- What you will do
As an exercise in exact copying, transcribe the lines below from the one holding "Where can the roadway" through the last, with both ends included and pictures left out.

* Begin Excerpted data *

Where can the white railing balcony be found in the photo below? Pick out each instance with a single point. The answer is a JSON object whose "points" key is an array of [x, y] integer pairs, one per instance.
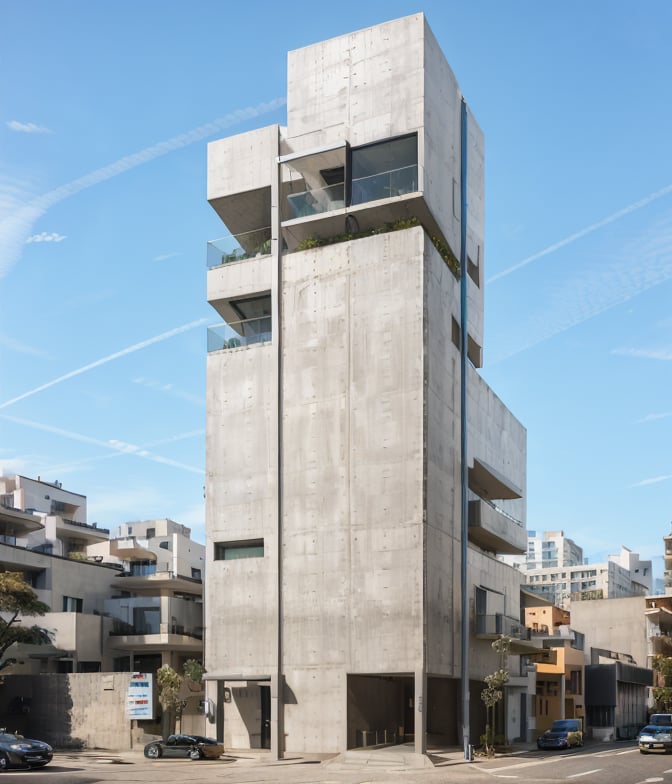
{"points": [[316, 201], [385, 185], [239, 333], [238, 247]]}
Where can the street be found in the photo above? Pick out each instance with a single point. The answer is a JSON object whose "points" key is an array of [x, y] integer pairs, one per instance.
{"points": [[603, 764]]}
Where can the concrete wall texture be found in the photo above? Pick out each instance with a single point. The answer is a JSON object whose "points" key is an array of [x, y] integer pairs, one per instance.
{"points": [[333, 449]]}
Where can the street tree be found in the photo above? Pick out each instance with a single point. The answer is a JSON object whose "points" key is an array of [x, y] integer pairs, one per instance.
{"points": [[17, 601], [494, 692]]}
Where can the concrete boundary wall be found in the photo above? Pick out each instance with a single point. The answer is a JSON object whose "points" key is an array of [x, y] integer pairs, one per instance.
{"points": [[74, 710]]}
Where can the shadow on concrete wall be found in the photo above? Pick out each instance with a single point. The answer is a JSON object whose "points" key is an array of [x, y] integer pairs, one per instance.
{"points": [[39, 706]]}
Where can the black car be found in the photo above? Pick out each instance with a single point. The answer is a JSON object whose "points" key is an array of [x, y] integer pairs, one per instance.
{"points": [[191, 746], [564, 734], [19, 752]]}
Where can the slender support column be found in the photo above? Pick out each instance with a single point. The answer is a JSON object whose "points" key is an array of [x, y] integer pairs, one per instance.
{"points": [[464, 346], [420, 717]]}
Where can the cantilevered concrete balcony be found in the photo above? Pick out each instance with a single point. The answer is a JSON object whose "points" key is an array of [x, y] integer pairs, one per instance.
{"points": [[86, 533], [492, 529], [491, 627]]}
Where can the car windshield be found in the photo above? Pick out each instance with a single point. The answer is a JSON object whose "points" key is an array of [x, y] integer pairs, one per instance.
{"points": [[564, 726], [656, 730]]}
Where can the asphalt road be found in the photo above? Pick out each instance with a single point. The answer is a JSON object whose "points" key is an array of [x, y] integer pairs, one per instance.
{"points": [[612, 764]]}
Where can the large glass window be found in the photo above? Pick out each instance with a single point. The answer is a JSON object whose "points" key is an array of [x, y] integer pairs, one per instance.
{"points": [[72, 604], [248, 548], [384, 169]]}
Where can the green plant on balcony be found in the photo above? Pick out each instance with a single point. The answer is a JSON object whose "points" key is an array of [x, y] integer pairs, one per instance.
{"points": [[399, 225], [493, 693], [193, 670], [317, 242]]}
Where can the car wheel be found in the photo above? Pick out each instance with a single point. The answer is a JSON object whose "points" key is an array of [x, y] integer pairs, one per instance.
{"points": [[153, 751]]}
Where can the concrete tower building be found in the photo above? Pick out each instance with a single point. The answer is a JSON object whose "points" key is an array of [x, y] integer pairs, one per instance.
{"points": [[333, 497]]}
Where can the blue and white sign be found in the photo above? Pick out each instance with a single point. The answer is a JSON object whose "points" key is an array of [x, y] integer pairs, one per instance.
{"points": [[140, 696]]}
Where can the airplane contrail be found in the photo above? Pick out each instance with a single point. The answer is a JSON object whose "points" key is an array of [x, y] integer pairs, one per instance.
{"points": [[15, 228], [104, 360], [118, 447], [588, 230]]}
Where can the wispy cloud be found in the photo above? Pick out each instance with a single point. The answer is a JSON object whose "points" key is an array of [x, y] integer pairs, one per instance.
{"points": [[104, 360], [586, 285], [15, 125], [169, 389], [652, 481], [77, 465], [583, 232], [44, 237], [113, 444], [15, 228], [664, 354], [654, 417]]}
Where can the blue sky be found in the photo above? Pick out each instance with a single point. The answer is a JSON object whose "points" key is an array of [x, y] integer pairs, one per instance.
{"points": [[105, 112]]}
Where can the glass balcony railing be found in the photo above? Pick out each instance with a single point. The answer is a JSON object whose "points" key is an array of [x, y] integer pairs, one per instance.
{"points": [[152, 615], [238, 247], [316, 201], [239, 333], [385, 185]]}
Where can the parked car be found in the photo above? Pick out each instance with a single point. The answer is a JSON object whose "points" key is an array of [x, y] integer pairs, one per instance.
{"points": [[191, 746], [660, 719], [655, 738], [19, 752], [563, 734]]}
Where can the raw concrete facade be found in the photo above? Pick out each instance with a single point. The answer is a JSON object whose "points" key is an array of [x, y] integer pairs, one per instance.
{"points": [[333, 600]]}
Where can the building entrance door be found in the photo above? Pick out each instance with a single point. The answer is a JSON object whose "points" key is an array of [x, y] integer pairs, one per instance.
{"points": [[265, 717]]}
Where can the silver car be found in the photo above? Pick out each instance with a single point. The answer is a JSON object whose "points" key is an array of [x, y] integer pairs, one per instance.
{"points": [[655, 738]]}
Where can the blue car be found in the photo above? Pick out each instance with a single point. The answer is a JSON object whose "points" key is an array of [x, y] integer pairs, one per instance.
{"points": [[19, 752], [564, 734]]}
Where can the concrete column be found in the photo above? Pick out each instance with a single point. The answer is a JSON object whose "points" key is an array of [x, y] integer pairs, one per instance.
{"points": [[420, 716], [276, 719]]}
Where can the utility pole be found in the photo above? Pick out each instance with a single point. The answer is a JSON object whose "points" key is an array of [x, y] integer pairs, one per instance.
{"points": [[464, 345]]}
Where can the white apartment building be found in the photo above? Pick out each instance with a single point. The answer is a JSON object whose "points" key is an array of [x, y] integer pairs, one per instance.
{"points": [[156, 602], [333, 495], [132, 602], [621, 575], [551, 549]]}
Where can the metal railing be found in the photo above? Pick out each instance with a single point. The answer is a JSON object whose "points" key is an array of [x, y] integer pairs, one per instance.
{"points": [[239, 333], [238, 247], [316, 201], [385, 185], [501, 624]]}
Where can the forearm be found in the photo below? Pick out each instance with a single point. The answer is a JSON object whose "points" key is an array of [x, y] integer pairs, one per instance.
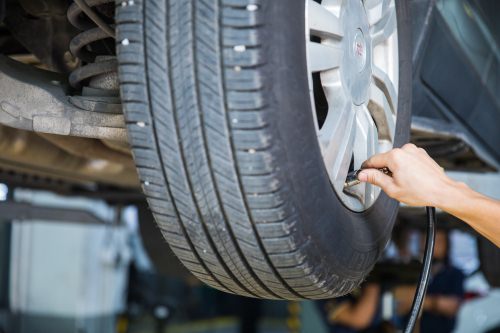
{"points": [[480, 212]]}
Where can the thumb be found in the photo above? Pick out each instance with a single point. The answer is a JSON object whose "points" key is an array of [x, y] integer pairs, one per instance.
{"points": [[375, 177]]}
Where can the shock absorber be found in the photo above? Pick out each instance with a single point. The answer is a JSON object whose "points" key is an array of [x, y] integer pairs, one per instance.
{"points": [[94, 46]]}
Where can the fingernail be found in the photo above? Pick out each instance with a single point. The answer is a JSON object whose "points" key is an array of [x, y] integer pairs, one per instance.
{"points": [[362, 176]]}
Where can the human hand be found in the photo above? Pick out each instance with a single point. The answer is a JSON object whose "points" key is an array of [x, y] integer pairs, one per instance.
{"points": [[417, 180]]}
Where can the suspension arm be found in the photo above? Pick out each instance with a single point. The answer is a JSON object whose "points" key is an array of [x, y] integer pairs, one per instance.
{"points": [[35, 100]]}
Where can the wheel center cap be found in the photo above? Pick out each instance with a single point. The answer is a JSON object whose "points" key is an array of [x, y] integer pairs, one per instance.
{"points": [[359, 50], [356, 67]]}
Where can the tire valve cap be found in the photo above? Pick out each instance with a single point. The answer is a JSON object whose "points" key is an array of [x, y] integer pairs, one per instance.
{"points": [[352, 177]]}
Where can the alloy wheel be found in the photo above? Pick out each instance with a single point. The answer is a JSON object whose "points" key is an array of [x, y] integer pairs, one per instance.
{"points": [[352, 52]]}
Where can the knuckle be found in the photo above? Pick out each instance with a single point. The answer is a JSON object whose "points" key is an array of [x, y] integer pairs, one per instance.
{"points": [[409, 146], [422, 150]]}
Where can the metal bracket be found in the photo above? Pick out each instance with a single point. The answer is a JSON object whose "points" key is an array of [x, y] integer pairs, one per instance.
{"points": [[35, 100], [10, 210]]}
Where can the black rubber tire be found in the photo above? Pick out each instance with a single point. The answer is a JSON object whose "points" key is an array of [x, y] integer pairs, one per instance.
{"points": [[226, 149], [489, 257], [163, 259]]}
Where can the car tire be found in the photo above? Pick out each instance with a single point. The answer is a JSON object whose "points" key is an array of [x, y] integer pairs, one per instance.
{"points": [[489, 257], [218, 112]]}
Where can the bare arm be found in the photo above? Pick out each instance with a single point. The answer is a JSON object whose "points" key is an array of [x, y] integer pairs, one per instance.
{"points": [[360, 314], [418, 180]]}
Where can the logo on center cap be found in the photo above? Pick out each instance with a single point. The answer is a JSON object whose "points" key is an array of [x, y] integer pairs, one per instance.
{"points": [[359, 50]]}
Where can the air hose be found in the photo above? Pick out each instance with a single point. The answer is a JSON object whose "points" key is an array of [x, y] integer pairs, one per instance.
{"points": [[352, 180], [426, 269]]}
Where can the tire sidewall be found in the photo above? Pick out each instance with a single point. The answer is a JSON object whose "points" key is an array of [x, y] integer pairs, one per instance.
{"points": [[349, 242]]}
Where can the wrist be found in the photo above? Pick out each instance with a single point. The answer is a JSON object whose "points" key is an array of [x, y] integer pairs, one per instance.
{"points": [[450, 193]]}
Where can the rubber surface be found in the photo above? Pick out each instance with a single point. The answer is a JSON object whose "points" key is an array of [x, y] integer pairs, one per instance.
{"points": [[219, 119]]}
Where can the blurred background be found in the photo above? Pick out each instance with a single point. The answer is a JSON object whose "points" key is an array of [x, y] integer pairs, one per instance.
{"points": [[74, 264]]}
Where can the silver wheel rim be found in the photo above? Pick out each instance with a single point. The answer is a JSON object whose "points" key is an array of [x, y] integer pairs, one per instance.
{"points": [[353, 46]]}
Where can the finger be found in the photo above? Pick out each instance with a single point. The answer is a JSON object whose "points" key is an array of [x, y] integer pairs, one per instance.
{"points": [[376, 177], [410, 147]]}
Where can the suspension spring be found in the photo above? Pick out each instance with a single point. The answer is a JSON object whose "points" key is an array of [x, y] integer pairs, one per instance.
{"points": [[92, 46]]}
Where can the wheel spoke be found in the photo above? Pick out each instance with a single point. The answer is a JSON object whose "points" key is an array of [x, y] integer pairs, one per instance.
{"points": [[337, 137], [322, 22], [382, 114], [365, 145], [385, 26], [323, 57], [384, 83]]}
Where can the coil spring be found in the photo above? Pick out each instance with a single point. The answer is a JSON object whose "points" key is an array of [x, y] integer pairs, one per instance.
{"points": [[94, 29]]}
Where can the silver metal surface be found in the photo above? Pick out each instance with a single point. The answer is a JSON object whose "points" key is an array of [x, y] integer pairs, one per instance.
{"points": [[34, 100], [357, 60]]}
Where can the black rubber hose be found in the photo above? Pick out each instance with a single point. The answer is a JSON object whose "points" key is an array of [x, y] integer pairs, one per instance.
{"points": [[424, 276]]}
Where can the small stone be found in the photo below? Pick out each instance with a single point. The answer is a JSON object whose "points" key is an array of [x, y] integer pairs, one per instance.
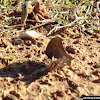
{"points": [[97, 65]]}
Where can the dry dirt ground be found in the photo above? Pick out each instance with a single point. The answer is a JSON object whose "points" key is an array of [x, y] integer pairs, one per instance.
{"points": [[19, 62]]}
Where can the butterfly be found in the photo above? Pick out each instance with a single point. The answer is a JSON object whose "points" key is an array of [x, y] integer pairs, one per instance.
{"points": [[55, 49]]}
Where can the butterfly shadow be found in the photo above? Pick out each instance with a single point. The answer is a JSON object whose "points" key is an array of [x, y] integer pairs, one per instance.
{"points": [[27, 71]]}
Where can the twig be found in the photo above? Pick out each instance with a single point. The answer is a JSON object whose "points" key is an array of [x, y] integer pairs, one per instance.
{"points": [[68, 25]]}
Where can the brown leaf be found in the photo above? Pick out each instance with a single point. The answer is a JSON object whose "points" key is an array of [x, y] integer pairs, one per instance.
{"points": [[55, 48]]}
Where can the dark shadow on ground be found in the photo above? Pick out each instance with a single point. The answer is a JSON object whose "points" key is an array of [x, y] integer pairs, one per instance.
{"points": [[27, 70]]}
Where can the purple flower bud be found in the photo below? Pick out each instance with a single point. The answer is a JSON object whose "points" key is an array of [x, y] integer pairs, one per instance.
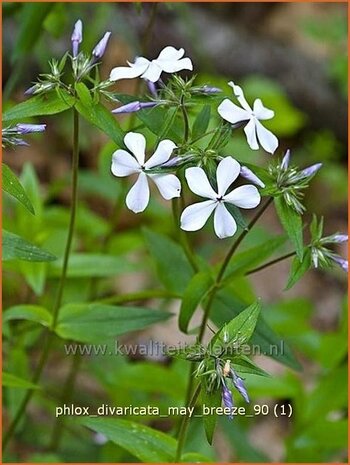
{"points": [[341, 262], [285, 160], [31, 90], [151, 87], [28, 128], [310, 171], [227, 398], [250, 176], [77, 37], [239, 385], [208, 90], [100, 48], [134, 106], [339, 238]]}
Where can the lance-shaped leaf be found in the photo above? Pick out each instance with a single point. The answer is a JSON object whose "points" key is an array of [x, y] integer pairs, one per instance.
{"points": [[97, 323], [238, 331], [11, 185], [15, 247]]}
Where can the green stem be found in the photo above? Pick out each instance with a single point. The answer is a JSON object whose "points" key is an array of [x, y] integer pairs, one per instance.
{"points": [[211, 296], [55, 312], [184, 426], [270, 263]]}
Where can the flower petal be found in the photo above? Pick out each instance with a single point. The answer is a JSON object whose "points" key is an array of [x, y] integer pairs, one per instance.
{"points": [[250, 132], [136, 143], [232, 113], [246, 196], [268, 141], [240, 96], [171, 53], [168, 185], [124, 164], [195, 216], [224, 223], [134, 70], [138, 196], [153, 72], [161, 155], [198, 182], [262, 112], [227, 171]]}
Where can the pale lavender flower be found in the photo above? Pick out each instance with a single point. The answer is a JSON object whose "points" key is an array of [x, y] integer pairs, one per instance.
{"points": [[227, 398], [310, 171], [77, 37], [152, 87], [134, 106], [23, 128], [100, 48], [285, 160], [250, 176]]}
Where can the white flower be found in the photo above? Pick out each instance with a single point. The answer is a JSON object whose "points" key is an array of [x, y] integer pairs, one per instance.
{"points": [[169, 60], [125, 164], [254, 130], [195, 216]]}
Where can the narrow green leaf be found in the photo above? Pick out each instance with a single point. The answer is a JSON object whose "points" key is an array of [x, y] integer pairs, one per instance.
{"points": [[11, 185], [292, 224], [28, 312], [239, 330], [210, 399], [173, 268], [269, 343], [98, 323], [197, 289], [103, 119], [13, 381], [201, 123], [298, 268], [15, 247], [146, 444], [92, 265], [48, 104]]}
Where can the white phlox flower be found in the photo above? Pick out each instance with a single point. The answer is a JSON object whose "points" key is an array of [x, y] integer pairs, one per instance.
{"points": [[195, 216], [170, 60], [254, 130], [125, 164]]}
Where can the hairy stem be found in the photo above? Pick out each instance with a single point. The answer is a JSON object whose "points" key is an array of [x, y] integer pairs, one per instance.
{"points": [[211, 296], [57, 304]]}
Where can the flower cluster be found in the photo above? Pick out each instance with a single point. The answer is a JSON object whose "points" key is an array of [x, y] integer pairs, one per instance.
{"points": [[11, 135]]}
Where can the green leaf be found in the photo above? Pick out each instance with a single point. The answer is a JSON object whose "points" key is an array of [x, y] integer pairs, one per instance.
{"points": [[13, 381], [28, 312], [210, 399], [100, 117], [173, 268], [201, 123], [146, 444], [11, 185], [48, 104], [292, 224], [97, 323], [269, 343], [92, 265], [239, 330], [197, 289], [253, 257], [299, 268], [15, 247]]}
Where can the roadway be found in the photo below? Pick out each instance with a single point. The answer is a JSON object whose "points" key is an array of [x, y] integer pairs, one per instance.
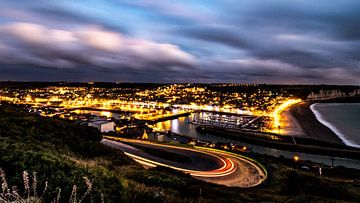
{"points": [[206, 164]]}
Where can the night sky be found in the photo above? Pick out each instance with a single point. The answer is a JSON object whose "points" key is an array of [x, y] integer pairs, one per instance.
{"points": [[242, 41]]}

* End Excerpted data *

- Final answer
Where can the roadway be found in the photo below? Pick out each instance with a single point. The answer is a JSON object whose "points" key is an array of [x, y] integer pairs, one per instance.
{"points": [[206, 164]]}
Where can the night sky be found in the photo above? Pick out each instance with a single point. The answer is a JSON object whose "points" key is an array of [x, y] integer pairs, one per instance.
{"points": [[242, 41]]}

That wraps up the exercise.